(Dataset entries)

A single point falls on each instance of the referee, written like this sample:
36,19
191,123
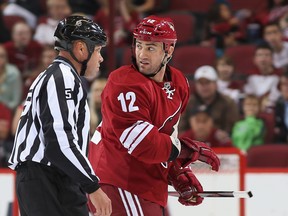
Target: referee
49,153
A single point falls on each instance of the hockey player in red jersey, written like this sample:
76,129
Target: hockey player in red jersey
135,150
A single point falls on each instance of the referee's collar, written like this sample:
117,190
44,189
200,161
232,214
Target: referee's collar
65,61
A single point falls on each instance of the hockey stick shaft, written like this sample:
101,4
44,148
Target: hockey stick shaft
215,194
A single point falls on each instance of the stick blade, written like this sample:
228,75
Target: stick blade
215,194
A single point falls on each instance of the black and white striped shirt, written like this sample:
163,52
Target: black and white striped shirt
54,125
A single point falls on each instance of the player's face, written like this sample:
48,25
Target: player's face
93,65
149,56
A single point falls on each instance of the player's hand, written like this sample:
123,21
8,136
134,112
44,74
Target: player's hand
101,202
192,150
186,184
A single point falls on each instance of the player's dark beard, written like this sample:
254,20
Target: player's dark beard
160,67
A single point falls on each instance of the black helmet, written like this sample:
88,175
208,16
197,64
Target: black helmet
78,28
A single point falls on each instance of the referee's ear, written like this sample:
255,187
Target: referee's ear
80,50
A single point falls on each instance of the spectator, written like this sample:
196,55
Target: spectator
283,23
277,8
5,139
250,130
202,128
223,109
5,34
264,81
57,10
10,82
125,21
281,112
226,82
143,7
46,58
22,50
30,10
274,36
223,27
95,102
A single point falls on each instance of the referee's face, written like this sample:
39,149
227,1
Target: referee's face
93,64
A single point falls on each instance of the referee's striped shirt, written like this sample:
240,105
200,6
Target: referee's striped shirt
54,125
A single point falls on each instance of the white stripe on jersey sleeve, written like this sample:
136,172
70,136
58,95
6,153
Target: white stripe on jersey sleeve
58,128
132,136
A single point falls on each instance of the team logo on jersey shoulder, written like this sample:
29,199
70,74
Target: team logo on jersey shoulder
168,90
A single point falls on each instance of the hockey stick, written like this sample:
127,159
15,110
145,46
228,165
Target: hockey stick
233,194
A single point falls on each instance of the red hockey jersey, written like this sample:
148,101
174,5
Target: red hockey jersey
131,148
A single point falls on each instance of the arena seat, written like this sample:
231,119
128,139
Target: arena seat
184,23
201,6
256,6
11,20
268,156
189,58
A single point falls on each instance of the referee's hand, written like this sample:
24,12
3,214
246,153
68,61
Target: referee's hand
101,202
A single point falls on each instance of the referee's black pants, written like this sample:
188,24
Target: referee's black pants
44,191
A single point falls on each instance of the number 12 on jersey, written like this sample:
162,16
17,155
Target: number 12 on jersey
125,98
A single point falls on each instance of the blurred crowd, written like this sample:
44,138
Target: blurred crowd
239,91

_What the exercise asks_
Please set down the records exactly, and keep every image out of the copy.

_Output of the task_
A single point falls on each instance of the referee, written like this sample:
36,19
191,123
Target: referee
49,153
A single point falls on each instance of the hockey player in red jersey, written like this sample:
76,129
Target: hockey player in red jersey
135,150
A single point falls on each instance of the referee's collar, written like this sample:
117,190
44,189
200,161
232,214
Target: referee's collar
65,61
A single point falls on each instance of the hockey stick shaft, written like this sample:
101,4
44,148
Target: hockey stick shaft
215,194
A single point falls on each instance of the stick blade, written like this sample:
228,75
Target: stick blade
215,194
A single point falls on each instance of the black and white striped shirt, written like this sample:
163,52
Target: black and white striped shirt
54,125
A single point falls on each instance of the player's face, written like this sample:
48,25
Target: player's face
93,65
149,56
A single point falls on each instance of the player's hand, written like this sample:
123,21
8,136
134,112
44,74
Target: player's hand
101,202
192,150
186,184
A single point falls on each instance of the player's dark beard, written like this sample:
254,20
Target: player's dark beard
160,67
A single point falls on each instance of the black helmet, written like this sample:
88,175
208,16
197,64
Target: black helmet
78,28
A single point falls on each instance of the referee's ear, written like this sample:
255,187
Target: referee's ear
80,50
A single point falls on each instance of the spectator, written like this sample:
196,55
Target: spectator
283,23
277,8
5,139
250,130
202,128
223,109
5,34
264,81
57,10
10,82
125,21
281,112
226,82
143,7
46,58
22,50
30,10
274,36
223,27
95,102
A single point falls on each instance of the referee's face, written like this sample:
39,149
227,1
Target: referee's face
93,64
A single point falls on each instance of the referee's striped shirt, written like this sample:
240,105
200,6
Target: referee's striped shirt
54,125
A single point falls on each instance of the white stripe on jersey sleeve, written like this sample:
136,172
70,136
58,95
6,153
Target: white stripe on jersey sleeve
58,128
132,136
A single point falls on each instance of the team logo on jersey shoulder, written like this sample:
29,199
70,74
Target: team logo on jersey shoulder
168,90
A single point falls on each instance of the hockey stick, written like this sample:
127,159
15,110
145,46
228,165
Target: hockey stick
233,194
A single point falls on each instance of the red hockey jersey, written like this sample:
148,101
174,5
Target: red hockey jersey
131,148
A single point falls on each instance of the arena seat, written like this sample:
231,119
128,139
Target: arena seat
184,23
201,6
256,6
11,20
268,156
189,58
A single point falls on each instance of the referee's hand, written like this sample:
24,12
3,214
246,153
68,61
Target: referee's hand
101,202
A single point falls on each instance of the referee's black pants, written like this sample:
188,24
Target: referee's black pants
44,191
A single point falls on each instance of the number 12 on jersey, written like this sample:
162,16
17,155
Target: number 12 on jersey
125,98
A single point falls on each instance of the blurred crowd, written like this sample:
44,138
Target: blurred crowd
239,91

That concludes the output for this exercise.